MLE-Smith: Scaling MLE Tasks with Automated Multi-agent Pipeline¶

Conference: ICLR 2026
OpenReview: https://openreview.net/forum?id=mXQslpfSU5
Code: To be confirmed
Area: LLM Evaluation / Agent Benchmark
Keywords: MLE Agent, Automated Task Generation, Multi-agent Pipeline, Benchmark Construction, Verification Mechanism

TL;DR¶

MLE-Smith utilizes a three-stage "generation–verification–execution" multi-agent pipeline to automatically transform raw datasets into competition-style Machine Learning Engineering (MLE) tasks. It produces 606 high-quality, executable, and discriminative benchmark tasks without human intervention.

Background & Motivation¶

Background: LLM Agents have shown significant progress in automated Machine Learning Engineering (MLE, from data preprocessing to hyperparameter tuning and deployment). Benchmarks or interactive environments like MLE-Bench, DS-Bench, MLE-Dojo, and MLGym are critical infrastructures for evaluating and training these agents.
Limitations of Prior Work: These benchmarks are entirely static and manually curated task collections. Competitions are carefully selected by human experts, and substantial engineering effort is required to convert them into standard formats (splitting train/test, writing evaluation scripts, defining scoring mechanisms). This manual pipeline is extremely time-consuming, limiting the scale and diversity of tasks.
Key Challenge: Training and evaluating next-generation MLE agents requires massive, diverse, and realistic tasks. However, the "production speed" of tasks lags far behind the "consumption speed," creating a scalability bottleneck. The difficulty lies in ensuring quality: a valid MLE task must simultaneously satisfy a three-fold intertwined standard—structural integrity (end-to-end runnable scripts/directories/evaluation), semantic rationality (self-consistent learning objectives, input-output reflecting real data signals, no degradation into trivial mappings), and empirical solvability (non-trivial but solvable, where baselines achieve meaningful and stable improvements). Failure in any dimension renders the task useless for distinguishing agent capabilities.
Goal: To build a fully automated framework capable of continuously generating, verifying, and evolving MLE tasks, liberating humans from tedious task curation.
Core Idea: A generate–verify–execute paradigm. Three specialized agents (Brainstormer / Designer / Refactor) structurally design and standardize tasks, accompanied by a hybrid verification mechanism (deterministic assertions + LLM semantic review + interactive execution verification) to provide multi-layered quality control. Only tasks passing all three stages are retained.

Method¶

Overall Architecture¶

MLE-Smith takes raw datasets from sources like Kaggle as input and produces competition-style MLE tasks through a sequentially structured pipeline. First, a multi-agent generation workflow proposes and instantiates multiple candidate tasks. Then, a hybrid verification mechanism integrated throughout the process enforces hard structural constraints and soft semantic constraints. Finally, the entire pipeline is run within an interactive MLE environment to confirm empirical solvability. These three phases are concatenated to preserve task diversity while providing strong guarantees for structural correctness and downstream usability. All agents are driven by GPT-5 by default, though the pipeline is compatible with any LLM.

◆ SUPPLIED ENTRIES:
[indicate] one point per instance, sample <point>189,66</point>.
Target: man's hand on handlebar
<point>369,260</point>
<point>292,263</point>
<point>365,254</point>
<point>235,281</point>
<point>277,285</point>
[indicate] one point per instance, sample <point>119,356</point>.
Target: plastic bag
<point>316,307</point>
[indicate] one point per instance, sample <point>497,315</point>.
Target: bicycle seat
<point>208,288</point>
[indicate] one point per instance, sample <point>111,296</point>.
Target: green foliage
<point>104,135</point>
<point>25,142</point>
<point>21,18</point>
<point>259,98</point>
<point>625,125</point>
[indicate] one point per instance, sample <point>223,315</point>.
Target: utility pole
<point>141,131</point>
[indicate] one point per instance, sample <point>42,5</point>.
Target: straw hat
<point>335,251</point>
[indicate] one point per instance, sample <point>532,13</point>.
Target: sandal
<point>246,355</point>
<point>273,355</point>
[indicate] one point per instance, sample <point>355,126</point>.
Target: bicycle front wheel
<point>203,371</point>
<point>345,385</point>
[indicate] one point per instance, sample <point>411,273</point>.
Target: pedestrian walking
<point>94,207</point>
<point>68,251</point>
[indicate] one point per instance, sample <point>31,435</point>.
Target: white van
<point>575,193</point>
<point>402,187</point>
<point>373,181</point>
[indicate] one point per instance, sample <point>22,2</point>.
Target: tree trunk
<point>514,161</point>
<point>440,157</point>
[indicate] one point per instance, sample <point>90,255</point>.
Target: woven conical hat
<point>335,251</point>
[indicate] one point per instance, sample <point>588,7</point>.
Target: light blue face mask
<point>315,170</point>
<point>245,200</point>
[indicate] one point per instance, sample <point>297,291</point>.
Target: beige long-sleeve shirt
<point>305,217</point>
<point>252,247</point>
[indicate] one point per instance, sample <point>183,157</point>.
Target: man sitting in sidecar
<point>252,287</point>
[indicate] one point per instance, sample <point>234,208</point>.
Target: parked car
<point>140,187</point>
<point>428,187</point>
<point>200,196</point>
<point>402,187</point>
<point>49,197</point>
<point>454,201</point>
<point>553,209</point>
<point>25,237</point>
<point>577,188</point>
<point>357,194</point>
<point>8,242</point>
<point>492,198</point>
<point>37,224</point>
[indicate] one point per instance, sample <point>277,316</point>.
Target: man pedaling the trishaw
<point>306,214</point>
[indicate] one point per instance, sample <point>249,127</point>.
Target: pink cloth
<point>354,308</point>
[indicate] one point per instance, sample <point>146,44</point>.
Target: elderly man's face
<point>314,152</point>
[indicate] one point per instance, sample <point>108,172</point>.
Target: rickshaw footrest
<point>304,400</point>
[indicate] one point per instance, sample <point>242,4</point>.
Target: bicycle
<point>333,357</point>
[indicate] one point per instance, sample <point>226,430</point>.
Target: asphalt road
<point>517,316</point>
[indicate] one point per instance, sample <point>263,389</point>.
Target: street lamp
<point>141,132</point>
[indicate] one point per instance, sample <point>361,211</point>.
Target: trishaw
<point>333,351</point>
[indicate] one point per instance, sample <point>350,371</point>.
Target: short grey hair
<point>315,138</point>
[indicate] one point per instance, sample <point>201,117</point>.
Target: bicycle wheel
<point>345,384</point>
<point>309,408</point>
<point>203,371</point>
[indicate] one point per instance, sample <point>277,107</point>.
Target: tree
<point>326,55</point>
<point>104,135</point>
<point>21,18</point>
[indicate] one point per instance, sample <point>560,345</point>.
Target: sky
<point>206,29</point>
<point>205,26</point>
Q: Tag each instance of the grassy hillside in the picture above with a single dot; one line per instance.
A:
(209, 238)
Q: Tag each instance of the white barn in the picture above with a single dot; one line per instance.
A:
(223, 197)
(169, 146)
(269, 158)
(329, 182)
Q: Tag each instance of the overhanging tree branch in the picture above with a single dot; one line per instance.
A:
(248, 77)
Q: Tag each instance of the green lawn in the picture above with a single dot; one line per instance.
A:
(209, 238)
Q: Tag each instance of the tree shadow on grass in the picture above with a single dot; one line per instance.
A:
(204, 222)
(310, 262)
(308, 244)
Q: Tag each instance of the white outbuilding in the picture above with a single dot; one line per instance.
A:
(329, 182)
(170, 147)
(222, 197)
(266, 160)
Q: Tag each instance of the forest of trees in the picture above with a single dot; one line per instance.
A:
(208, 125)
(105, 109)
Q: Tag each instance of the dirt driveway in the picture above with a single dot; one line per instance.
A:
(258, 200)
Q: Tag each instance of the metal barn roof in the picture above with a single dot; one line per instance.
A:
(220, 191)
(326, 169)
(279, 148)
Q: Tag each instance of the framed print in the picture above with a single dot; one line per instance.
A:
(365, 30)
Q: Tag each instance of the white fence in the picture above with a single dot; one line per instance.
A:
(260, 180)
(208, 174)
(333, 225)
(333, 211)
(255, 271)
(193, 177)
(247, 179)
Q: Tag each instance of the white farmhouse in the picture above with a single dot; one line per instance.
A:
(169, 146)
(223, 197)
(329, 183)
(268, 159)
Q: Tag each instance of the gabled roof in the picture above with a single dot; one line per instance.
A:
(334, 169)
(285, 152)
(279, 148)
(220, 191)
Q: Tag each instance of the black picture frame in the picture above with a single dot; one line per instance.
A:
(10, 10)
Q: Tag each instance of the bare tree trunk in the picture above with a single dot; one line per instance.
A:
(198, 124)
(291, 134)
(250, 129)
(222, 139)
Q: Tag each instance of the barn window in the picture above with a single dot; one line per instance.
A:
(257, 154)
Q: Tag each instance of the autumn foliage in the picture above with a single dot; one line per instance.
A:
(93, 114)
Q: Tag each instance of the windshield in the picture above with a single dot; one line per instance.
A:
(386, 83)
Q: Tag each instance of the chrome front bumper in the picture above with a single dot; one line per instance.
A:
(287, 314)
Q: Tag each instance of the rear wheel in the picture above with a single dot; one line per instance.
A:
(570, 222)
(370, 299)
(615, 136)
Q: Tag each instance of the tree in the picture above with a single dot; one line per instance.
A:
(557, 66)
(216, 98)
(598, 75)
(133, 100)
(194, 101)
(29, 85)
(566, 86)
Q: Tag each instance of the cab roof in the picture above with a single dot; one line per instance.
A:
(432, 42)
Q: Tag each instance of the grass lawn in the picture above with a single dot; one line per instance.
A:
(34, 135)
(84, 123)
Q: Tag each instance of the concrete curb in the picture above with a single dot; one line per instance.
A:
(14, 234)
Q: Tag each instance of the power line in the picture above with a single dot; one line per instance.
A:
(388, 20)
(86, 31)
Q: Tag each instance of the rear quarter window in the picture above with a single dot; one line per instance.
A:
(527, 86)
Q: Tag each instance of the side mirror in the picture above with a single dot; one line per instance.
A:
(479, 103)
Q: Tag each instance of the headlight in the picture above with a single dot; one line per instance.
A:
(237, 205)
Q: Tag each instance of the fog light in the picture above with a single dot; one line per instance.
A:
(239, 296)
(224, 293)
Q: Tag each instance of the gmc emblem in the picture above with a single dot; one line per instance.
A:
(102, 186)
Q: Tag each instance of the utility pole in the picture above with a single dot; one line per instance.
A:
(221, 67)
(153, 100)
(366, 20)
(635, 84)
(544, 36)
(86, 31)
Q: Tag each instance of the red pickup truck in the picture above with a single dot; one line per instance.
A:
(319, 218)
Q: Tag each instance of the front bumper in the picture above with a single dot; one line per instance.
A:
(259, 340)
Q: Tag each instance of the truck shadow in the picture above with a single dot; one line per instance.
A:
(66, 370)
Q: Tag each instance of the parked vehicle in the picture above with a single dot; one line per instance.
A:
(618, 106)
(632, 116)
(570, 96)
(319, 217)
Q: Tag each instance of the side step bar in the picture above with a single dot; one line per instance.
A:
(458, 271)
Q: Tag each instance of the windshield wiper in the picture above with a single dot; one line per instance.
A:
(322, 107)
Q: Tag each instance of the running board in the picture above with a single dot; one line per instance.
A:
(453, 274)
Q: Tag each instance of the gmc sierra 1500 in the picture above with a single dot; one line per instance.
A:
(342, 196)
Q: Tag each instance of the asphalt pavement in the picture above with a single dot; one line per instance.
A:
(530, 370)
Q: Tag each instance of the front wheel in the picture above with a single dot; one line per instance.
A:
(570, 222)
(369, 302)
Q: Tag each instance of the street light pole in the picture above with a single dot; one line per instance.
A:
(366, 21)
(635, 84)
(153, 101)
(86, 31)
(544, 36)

◆ REQUIRED WORK: In the MLE-Smith summary, which model drives all the agents by default? You can set the listing aside; nothing here depends on it.

◆ ANSWER TO THIS PROBLEM: GPT-5